→ **Source data**:
:::::
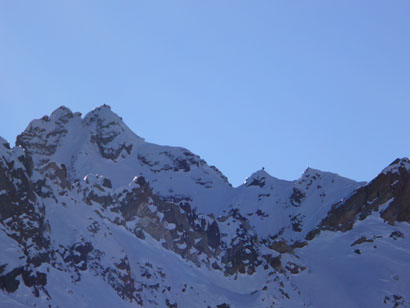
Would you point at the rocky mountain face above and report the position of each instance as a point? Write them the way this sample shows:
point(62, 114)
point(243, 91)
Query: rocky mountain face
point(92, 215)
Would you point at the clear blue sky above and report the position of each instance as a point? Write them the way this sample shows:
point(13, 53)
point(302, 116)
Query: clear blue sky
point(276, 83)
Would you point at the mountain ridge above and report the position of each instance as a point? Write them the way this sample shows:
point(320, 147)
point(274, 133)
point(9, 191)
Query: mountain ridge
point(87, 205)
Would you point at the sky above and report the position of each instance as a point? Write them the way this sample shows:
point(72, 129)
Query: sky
:::::
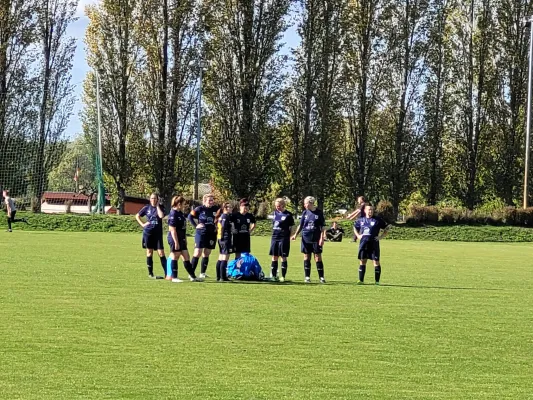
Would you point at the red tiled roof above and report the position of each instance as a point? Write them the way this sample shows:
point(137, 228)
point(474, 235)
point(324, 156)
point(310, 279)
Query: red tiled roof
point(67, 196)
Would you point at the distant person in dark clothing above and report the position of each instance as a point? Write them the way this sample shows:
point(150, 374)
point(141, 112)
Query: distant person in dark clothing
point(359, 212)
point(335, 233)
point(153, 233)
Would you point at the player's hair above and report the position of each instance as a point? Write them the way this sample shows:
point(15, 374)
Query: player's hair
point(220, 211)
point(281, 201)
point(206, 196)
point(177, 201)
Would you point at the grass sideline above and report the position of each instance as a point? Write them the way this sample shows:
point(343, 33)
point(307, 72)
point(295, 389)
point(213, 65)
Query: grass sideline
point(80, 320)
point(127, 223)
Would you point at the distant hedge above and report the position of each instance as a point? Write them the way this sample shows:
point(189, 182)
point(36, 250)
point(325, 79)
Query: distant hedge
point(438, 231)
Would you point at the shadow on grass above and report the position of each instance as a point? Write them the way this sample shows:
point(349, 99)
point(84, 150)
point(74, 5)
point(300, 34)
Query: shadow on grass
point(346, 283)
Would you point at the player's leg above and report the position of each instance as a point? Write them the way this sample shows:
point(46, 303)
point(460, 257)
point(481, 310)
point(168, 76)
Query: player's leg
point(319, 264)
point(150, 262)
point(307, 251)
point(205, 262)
:::::
→ **Aim of the exercise**: Produce a word-for-word copy of everything above from the line holding "point(36, 250)" down to the line holding "point(300, 34)", with both of those lines kept.

→ **Response area**:
point(36, 250)
point(325, 79)
Query: distant hedge
point(438, 231)
Would you point at the shadow on grass above and report the position of each instance as a point? Write them the way this sample shows:
point(349, 99)
point(84, 150)
point(74, 5)
point(300, 34)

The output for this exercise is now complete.